**Data records:**
○ ○ ○ ○ ○ ○ ○

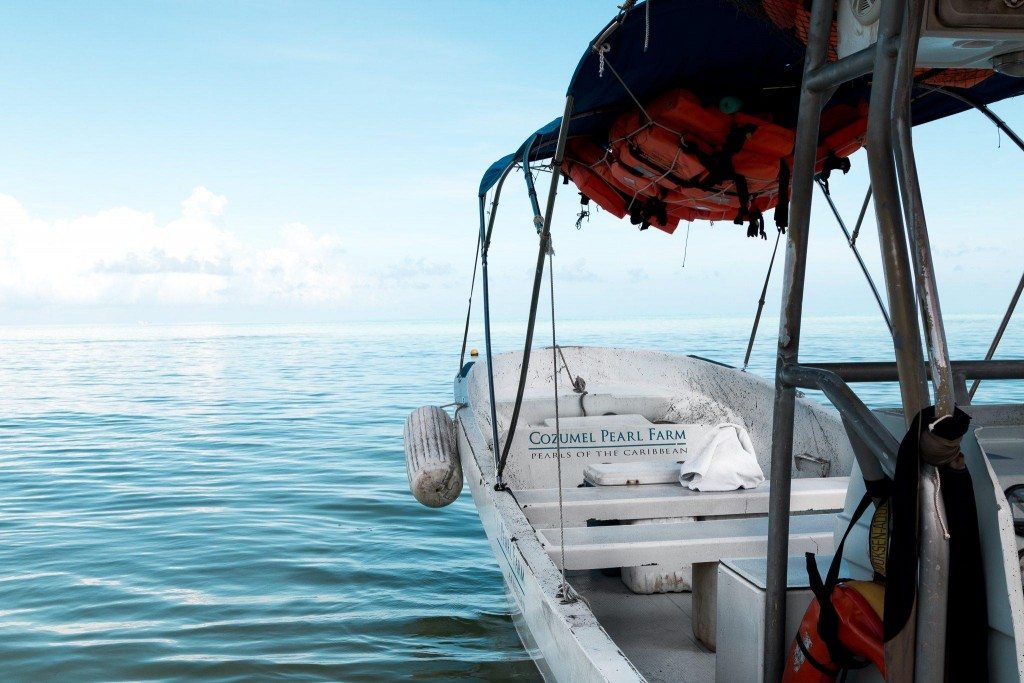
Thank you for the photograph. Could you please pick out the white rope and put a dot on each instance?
(566, 596)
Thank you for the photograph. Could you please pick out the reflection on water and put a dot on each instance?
(229, 502)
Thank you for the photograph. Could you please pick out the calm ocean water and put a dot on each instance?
(229, 503)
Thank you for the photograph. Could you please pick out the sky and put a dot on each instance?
(265, 162)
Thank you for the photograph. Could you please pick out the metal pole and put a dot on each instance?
(892, 239)
(856, 252)
(860, 216)
(921, 250)
(545, 245)
(805, 154)
(933, 578)
(998, 333)
(900, 650)
(484, 248)
(486, 319)
(761, 302)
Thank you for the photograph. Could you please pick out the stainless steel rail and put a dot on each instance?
(805, 153)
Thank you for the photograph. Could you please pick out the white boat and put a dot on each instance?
(623, 491)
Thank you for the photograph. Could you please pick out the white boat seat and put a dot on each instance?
(679, 544)
(659, 501)
(634, 473)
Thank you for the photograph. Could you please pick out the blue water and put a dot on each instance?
(229, 503)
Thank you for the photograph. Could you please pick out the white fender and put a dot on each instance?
(432, 457)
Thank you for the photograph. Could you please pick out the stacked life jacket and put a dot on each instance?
(680, 160)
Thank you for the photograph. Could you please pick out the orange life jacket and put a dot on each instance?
(679, 160)
(859, 633)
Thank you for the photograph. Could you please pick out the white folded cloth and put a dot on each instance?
(723, 460)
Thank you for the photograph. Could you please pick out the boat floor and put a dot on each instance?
(653, 631)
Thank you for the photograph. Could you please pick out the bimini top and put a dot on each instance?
(701, 71)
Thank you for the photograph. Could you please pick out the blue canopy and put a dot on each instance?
(714, 48)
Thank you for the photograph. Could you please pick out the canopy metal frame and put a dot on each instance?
(919, 650)
(910, 287)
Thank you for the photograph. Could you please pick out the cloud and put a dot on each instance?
(417, 271)
(125, 256)
(577, 271)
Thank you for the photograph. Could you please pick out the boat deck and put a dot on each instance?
(653, 631)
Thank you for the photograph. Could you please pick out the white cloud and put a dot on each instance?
(125, 256)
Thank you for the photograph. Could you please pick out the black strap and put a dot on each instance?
(827, 616)
(814, 663)
(833, 163)
(782, 208)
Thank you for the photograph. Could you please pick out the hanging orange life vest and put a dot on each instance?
(859, 634)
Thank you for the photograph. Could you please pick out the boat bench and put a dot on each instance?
(678, 544)
(653, 501)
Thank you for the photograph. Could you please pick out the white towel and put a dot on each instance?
(723, 460)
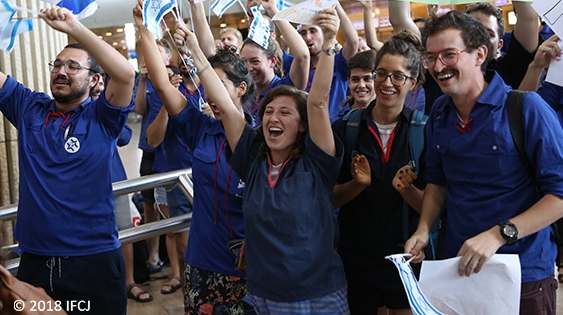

○ ○ ○ ○ ○ ○ ○

**WHAT IS BEING ASKED:** Return all of the lines above without alteration, minus the pictures.

**TASK OUTPUT:**
Thank you for the photograph. Could you please pick out the white rope and put a dot on each instance?
(566, 596)
Thank you for the photograph. Could you please pick out the reflection on water and put a dot on each instance?
(229, 502)
Thank you for the photograph. Could you please pick out the calm ocean water and put a dot on each instance?
(229, 503)
Thank you for the photograph. Could you please pick out the sky and put a dot on each instance?
(265, 162)
Thank you for the photograph. Could you please pick out the metal pole and put a dot on each instance?
(892, 239)
(856, 252)
(860, 216)
(921, 250)
(545, 245)
(805, 154)
(933, 578)
(998, 333)
(900, 650)
(484, 248)
(486, 319)
(761, 302)
Thank you for the photograph. Could you please pick out the stainless steel rail and put a dot on each instance?
(805, 153)
Thank you for the photograph. Could you please pick out the white boat and put a dot on each instance?
(623, 491)
Thank you for the photograph. Could you please pick out the white boat seat and put a dot on each instance?
(679, 544)
(659, 501)
(634, 473)
Thank you for the photograph. Could you please pick out the blue water and put a dot on each instance?
(229, 503)
Thank you for the photograph. Could you please pick out the white fender and put a dot on each instance?
(432, 457)
Thank you for the photograph. Could you please pick out the stacked life jacket and put a dot on each instance?
(680, 160)
Thank you for the photograph. Could you please pick out the orange life jacket and put a dot on each instance?
(679, 160)
(859, 633)
Thank you for the photograph. Could you please pick out the white folded cloth and put a dot on each instance?
(723, 460)
Thank you for the photograph. Could you please pick out the boat floor and put a dot on each instance?
(653, 631)
Thank you for the photograph. Could you please pick out the bimini top and put a dot on each instance?
(701, 71)
Thank you for the photograph. Could you please pick out the blue canopy and put a dot on each instance?
(714, 48)
Thank you for the photograph. Could you please pick out the canopy metal frame and put a dot on each instance?
(919, 650)
(910, 287)
Thank you for the photograph. Could you please pick out the cloud and put a dot on each instance?
(417, 271)
(125, 256)
(577, 271)
Thank you for the photograph. Could you please pick out the boat deck and put a dot on each instance?
(653, 631)
Thank you for the photograph. Could you please pick out the white cloud and put a dot on each instance?
(125, 256)
Thank you for the photograph. Could you please pick out the black strap and put a dot on each instance?
(827, 616)
(814, 663)
(833, 163)
(782, 208)
Thank you for the photograph. Could you please pick out the hanging orange life vest and put a dot on each instance?
(859, 634)
Thank you for the photograph. Could you please pick out the boat bench and put a dot on each instance?
(678, 544)
(653, 501)
Thank you for the photograph. Could you please pick out the white towel and put a dot on each instance?
(723, 460)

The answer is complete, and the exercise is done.